Cosa si chiede
Continua il testo sull'agricoltura naturale di Masanobu Fukuoka, ripartendo subito dopo la sua ultima frase.

Testo in esame
┏━━
La forma più alta di cura verso la terra?

Riconoscerle la libertà di seguire i suoi ritmi, dettati dall’alternarsi delle stagioni e dei fenomeni meteorologici. Riuscire a NON fare, a non interferire. Sembra paradossale, vero? Lo sforzo più intenso e prolungato, per l’essere umano, è quello richiesto dal sottrarsi all’azione. Rinunciare all’illusione – ormai cronicizzata – di poter/dover controllare tutto, prevedendo/impedendo qualunque imprevisto a carattere negativo.

L’agricoltura naturale rovescia (letteralmente) questo assunto. A idearla, negli anni Quaranta del Novecento, è lo scienziato giapponese Masanobu Fukuoka.

Attingendo alla sua esperienza in ambito agrario, alla sua specializzazione in microbiologia applicata alle malattie delle piante e – non ultimo – al suo interesse per la filosofia, mette a punto un metodo di coltura dalla forte carica sovversiva.

Non è l’uomo con le sue esigenze e la sua tendenza a forzare la natura ad essere centrale nella pratica agricola, ma la terra stessa. Non è un caso, infatti, che tutti i tentativi di (s) forzarla, nel breve/medio periodo si rivelino fallimentari, e spesso anche forieri di ripercussioni sulla popolazione (locale e non solo).
┗━━
Dati forniti
┏━━
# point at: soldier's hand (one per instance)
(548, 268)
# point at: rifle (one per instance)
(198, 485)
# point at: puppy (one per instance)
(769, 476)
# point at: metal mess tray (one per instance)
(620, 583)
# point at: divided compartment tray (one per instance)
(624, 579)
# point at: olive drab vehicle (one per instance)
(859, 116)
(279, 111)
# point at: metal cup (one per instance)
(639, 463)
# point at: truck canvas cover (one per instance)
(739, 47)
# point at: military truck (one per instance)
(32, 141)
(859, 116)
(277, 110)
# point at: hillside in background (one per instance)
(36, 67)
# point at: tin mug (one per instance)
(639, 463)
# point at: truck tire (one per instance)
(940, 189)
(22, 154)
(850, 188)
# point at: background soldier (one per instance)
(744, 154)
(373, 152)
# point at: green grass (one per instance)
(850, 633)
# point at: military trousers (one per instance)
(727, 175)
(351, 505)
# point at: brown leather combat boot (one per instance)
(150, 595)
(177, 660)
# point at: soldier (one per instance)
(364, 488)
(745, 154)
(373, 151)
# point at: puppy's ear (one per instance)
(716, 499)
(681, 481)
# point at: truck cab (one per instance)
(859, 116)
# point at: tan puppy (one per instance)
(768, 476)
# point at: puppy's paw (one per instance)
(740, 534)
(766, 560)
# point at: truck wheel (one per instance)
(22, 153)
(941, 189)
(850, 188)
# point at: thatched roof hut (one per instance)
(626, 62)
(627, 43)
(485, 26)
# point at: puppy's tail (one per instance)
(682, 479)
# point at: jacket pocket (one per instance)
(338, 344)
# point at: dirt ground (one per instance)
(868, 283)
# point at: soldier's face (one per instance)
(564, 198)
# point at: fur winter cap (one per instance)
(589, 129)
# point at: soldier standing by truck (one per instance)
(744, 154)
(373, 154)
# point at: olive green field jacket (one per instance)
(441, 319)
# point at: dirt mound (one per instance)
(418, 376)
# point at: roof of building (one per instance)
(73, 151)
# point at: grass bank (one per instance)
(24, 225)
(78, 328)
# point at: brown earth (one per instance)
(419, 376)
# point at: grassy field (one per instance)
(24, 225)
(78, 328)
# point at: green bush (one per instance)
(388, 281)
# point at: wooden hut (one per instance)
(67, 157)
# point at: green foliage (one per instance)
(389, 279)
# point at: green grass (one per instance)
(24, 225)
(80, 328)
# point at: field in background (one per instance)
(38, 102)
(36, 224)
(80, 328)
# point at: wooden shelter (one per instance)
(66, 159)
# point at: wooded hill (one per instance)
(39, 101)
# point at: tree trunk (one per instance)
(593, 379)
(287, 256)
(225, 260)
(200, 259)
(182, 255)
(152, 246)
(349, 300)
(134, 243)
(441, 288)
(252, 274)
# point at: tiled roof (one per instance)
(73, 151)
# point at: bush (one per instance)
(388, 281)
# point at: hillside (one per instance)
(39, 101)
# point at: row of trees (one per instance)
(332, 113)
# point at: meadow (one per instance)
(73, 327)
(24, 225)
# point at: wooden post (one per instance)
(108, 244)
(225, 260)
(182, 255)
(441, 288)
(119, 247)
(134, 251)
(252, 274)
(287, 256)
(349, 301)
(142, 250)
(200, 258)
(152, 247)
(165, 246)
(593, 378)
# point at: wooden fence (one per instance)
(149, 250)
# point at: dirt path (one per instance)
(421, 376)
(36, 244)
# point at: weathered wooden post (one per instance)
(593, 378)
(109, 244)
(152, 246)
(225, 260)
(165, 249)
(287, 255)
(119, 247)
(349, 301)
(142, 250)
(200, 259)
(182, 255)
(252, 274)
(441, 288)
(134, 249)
┗━━
Risposta scritta
Agricoltura naturale: i quattro corollari del non fare

Agricoltura-naturaleIl metodo ideato da Masanobu Fukuoka si articola in quattro principi dalle evidenti ricadute pratiche. Il minimo comun denominatore è l’astensione da alcune azioni che nell’immaginario comune, a torto, sono ritenute fondamentali per mettere a frutto la terra.

- No alla lavorazione dei campi

- No all’aratura

- Niente concimi/diserbanti/pesticidi

- Niente sarchiatura/potatura.

Sembra incredibile ma è vero: la terra riesce ad ararsi da sola, grazie alla presenza al suo interno delle radici e della cosiddetta fauna edafica, caratterizzata dal particolare potere nutritivo.

Sono banditi i fertilizzanti. L’agricoltore deve limitarsi a raccogliere i frutti senza intervenire sul campo, che si rigenera da sé attraverso la pacciamatura.

Nell’agricoltura naturale persino le erbacce hanno una funzione ed un’utilità. Alcune infatti possono essere mangiate, altre utilizzate in ambito erboristico o sfruttate in funzione impollinatrice o per attutire la carica distruttiva degli agenti atmosferici (gelo, vento).

Insomma, nulla si crea, nulla si distrugge, tutto si trasforma. Anche per il bene dell’uomo.